Required work:
Copy the listing from the line that has "Can you find the flower" through the line that has "Can you find the green", changing each "Drop" to "Place" and leaving everything else as it is.

**** Items

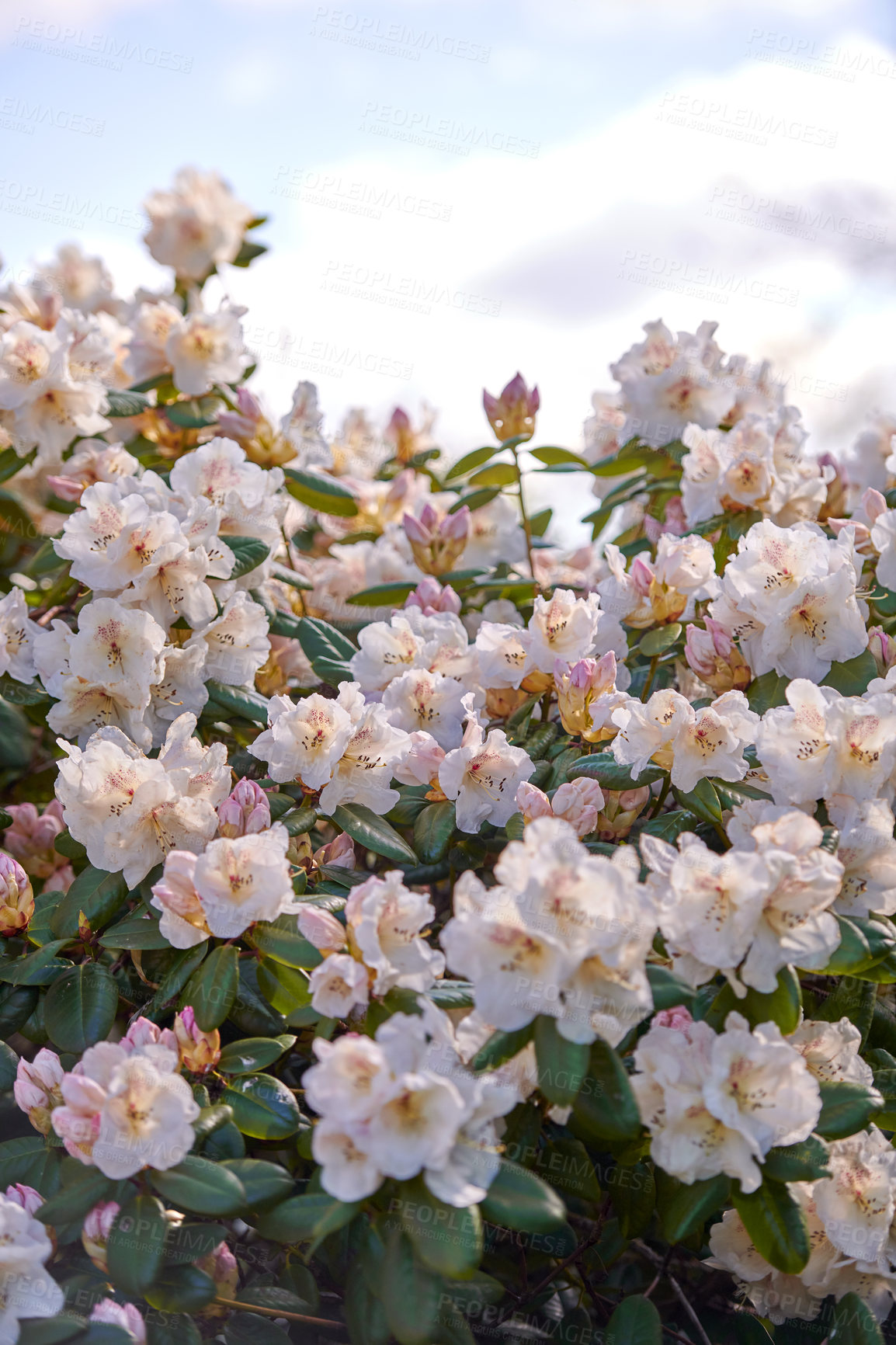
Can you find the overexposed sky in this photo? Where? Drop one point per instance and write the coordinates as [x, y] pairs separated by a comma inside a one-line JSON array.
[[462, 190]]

********
**** Items

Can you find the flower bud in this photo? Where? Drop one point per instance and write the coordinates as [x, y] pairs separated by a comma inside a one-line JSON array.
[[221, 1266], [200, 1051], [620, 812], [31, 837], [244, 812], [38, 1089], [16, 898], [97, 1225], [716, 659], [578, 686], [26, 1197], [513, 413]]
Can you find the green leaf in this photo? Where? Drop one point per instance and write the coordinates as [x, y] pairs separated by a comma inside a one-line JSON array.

********

Complete output:
Can you find the flower bud in this photo? Where? Place one point per instance and write the coordinates as [x, y] pairs separated by a comma inside a one-line JSON array.
[[221, 1266], [200, 1051], [620, 812], [31, 837], [244, 812], [38, 1089], [16, 898], [97, 1225], [716, 659], [578, 686], [26, 1197], [513, 413]]
Can you find the green leaf in this photo? Where? Place one point per instance and write the coordinates as [x, y] pairs separated by a comma inside a one-line JSON array.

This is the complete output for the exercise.